YOUR TASK → Please rewrite the items below, switching "trace the outline of" to "draw the boundary of" wherever it occurs and leaving everything else unchanged.

## Start RECORDS SHOWN

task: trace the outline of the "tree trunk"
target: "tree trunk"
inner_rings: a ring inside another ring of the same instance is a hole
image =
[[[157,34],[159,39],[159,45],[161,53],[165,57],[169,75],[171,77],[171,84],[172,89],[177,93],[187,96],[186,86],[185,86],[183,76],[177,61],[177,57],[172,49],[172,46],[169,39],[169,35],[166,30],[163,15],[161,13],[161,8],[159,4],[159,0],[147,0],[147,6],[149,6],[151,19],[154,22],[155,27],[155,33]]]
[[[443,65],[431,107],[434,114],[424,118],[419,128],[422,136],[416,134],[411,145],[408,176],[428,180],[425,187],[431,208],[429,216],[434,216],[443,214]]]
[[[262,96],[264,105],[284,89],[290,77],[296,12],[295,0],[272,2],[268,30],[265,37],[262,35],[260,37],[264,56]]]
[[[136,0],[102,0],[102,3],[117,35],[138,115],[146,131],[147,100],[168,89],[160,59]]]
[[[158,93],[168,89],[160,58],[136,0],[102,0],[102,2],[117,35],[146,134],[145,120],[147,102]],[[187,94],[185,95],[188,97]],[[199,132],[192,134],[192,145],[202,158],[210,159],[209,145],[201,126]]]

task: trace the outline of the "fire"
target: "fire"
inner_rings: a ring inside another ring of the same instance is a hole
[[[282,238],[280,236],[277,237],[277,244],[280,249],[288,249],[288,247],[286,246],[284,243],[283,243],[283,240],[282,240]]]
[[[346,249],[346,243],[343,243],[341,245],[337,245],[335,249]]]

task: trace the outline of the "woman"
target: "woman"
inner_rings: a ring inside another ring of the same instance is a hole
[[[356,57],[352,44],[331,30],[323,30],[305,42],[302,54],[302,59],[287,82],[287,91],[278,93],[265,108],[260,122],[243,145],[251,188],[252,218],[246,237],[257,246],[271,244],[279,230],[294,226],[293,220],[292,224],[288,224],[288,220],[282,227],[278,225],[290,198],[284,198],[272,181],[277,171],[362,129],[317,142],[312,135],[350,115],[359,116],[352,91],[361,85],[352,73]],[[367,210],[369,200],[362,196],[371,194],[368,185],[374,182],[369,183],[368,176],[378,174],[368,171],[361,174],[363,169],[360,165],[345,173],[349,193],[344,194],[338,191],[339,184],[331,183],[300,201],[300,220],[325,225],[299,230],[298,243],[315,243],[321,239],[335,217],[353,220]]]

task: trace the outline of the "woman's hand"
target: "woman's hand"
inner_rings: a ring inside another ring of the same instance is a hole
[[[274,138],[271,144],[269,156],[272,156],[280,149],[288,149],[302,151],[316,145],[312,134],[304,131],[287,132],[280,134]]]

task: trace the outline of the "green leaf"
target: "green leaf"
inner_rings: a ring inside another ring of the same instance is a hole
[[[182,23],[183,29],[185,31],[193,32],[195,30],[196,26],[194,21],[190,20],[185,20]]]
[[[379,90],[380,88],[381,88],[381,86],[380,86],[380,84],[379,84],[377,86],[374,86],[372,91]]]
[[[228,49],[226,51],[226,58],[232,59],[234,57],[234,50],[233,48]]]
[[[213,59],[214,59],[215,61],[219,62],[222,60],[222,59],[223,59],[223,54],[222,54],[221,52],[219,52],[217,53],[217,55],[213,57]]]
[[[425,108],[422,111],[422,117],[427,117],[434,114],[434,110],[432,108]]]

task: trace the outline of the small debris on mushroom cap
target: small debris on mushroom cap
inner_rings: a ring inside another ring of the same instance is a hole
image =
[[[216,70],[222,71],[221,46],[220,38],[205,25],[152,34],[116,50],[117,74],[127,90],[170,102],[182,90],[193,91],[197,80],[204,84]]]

## End RECORDS SHOWN

RESULT OF THE TASK →
task: draw the boundary of the "tree trunk"
target: "tree trunk"
inner_rings: a ring inside another ring of the same instance is a hole
image =
[[[157,34],[159,39],[159,45],[161,53],[165,57],[169,75],[171,77],[171,84],[172,89],[177,93],[187,96],[186,86],[185,86],[183,76],[177,61],[177,57],[172,49],[172,46],[169,39],[169,35],[166,30],[163,15],[161,13],[161,8],[159,4],[159,0],[147,0],[147,6],[149,6],[151,19],[154,22],[155,27],[155,33]]]
[[[443,65],[431,107],[434,114],[424,118],[419,128],[422,136],[416,134],[411,145],[408,176],[428,180],[425,187],[431,208],[429,216],[434,216],[443,214]]]
[[[262,96],[264,105],[284,89],[290,77],[296,12],[295,0],[272,2],[268,30],[265,37],[262,35],[260,37],[264,56]]]
[[[136,0],[102,0],[102,3],[117,35],[138,115],[146,131],[147,100],[168,89],[160,59]]]
[[[158,93],[168,89],[160,58],[136,0],[102,0],[102,2],[117,35],[146,134],[145,120],[147,102]],[[187,94],[185,95],[188,97]],[[199,132],[192,134],[192,145],[202,158],[210,159],[209,145],[201,126]]]

task: draw the boundary of the "fire"
target: "fire"
inner_rings: a ring inside another ring of the same instance is a hole
[[[282,238],[280,236],[277,237],[277,244],[280,249],[288,249],[288,247],[286,246],[284,243],[283,243],[283,240],[282,240]]]
[[[346,249],[346,243],[343,243],[341,245],[337,245],[335,249]]]

task: draw the boundary of the "woman"
target: "woman"
inner_rings: a ring inside another ring of the same instance is a hole
[[[356,57],[352,44],[331,30],[323,30],[305,42],[302,54],[302,59],[287,82],[287,91],[278,93],[265,108],[260,122],[243,145],[251,188],[252,218],[246,237],[257,246],[271,244],[279,230],[294,226],[293,220],[292,224],[288,224],[288,220],[282,227],[278,225],[290,198],[284,198],[272,181],[277,171],[362,129],[317,142],[312,135],[350,115],[359,116],[352,91],[361,85],[352,73]],[[367,210],[369,200],[362,196],[371,194],[368,185],[374,182],[369,183],[368,176],[378,174],[368,171],[361,174],[363,169],[360,165],[345,173],[349,193],[344,194],[338,191],[339,184],[331,183],[300,201],[300,220],[325,225],[299,230],[298,243],[315,243],[321,239],[335,217],[353,220]]]

task: draw the boundary of the "woman's hand"
target: "woman's hand"
inner_rings: a ring inside another ring of the same instance is a hole
[[[274,138],[271,144],[269,156],[272,156],[280,149],[288,149],[302,151],[316,145],[312,134],[304,131],[287,132],[280,134]]]

task: draw the boundary of the "green leaf"
target: "green leaf"
inner_rings: a ring inside another ring of the same instance is a hole
[[[182,23],[183,29],[185,31],[193,32],[195,30],[196,26],[194,21],[190,20],[185,20]]]
[[[379,90],[380,88],[381,88],[381,86],[380,86],[380,84],[379,84],[377,86],[374,86],[372,91]]]
[[[228,49],[226,51],[226,58],[232,59],[234,57],[234,50],[233,48]]]
[[[213,59],[214,59],[215,61],[219,62],[222,60],[222,59],[223,59],[223,54],[222,54],[221,52],[219,52],[217,53],[217,55],[213,57]]]
[[[425,108],[422,111],[422,117],[427,117],[434,114],[434,110],[432,108]]]

task: draw the boundary of the small debris on mushroom cap
target: small debris on mushroom cap
inner_rings: a ring inside another ring of the same instance is a hole
image =
[[[216,70],[222,71],[221,46],[220,38],[205,25],[152,34],[116,50],[117,74],[127,90],[170,102],[182,90],[193,91],[197,80],[204,84]]]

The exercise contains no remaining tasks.